__How to complete this task__. What are the lines, copied exactly, from the one containing "[indicate] the green" through the last line of the records below, both included?

[Collected data entries]

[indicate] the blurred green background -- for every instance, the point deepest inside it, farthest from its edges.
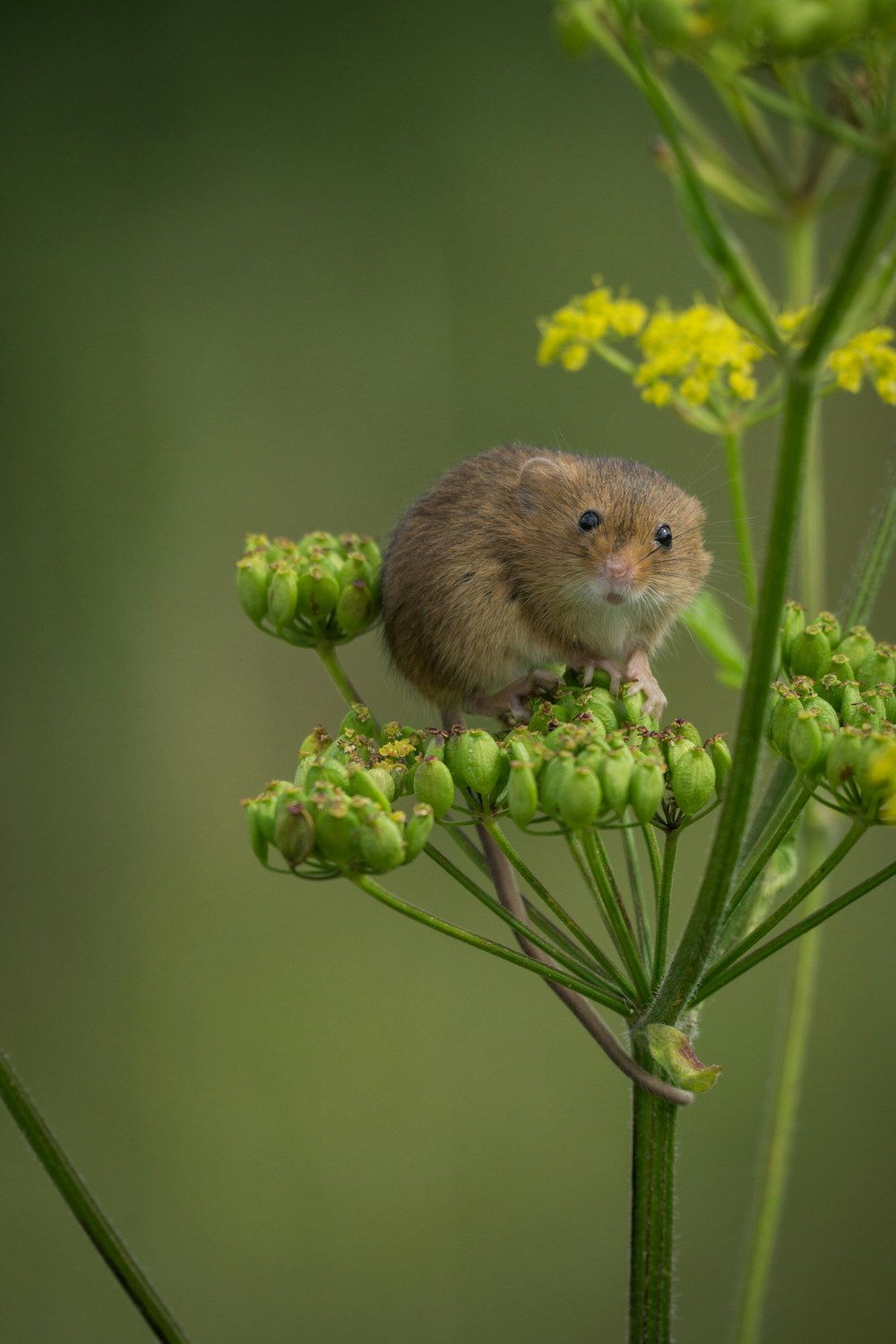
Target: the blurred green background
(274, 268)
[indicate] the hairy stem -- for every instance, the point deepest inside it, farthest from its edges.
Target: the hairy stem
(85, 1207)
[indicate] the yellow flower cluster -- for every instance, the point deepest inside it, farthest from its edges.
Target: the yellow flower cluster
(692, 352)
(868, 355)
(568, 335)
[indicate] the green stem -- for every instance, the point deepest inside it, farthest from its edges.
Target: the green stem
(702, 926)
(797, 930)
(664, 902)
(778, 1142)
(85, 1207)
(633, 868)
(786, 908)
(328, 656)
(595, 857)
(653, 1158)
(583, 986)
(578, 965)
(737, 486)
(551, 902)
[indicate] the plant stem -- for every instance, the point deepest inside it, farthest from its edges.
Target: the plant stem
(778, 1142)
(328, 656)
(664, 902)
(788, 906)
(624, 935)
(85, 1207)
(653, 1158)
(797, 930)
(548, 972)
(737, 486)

__Output for this task__.
[indicate] the green stem -- for every instance, the point deepest inside it, farthest from its edges.
Target: the green stem
(702, 926)
(797, 930)
(664, 902)
(778, 1142)
(85, 1207)
(633, 868)
(786, 908)
(328, 656)
(595, 857)
(653, 1158)
(583, 986)
(578, 965)
(737, 486)
(551, 902)
[indicate] the plant stem -- for every instance, the point deepest inside it, farthest from its edges.
Target: the plant stem
(778, 1142)
(328, 656)
(664, 902)
(788, 906)
(624, 935)
(85, 1207)
(653, 1158)
(797, 930)
(548, 972)
(737, 486)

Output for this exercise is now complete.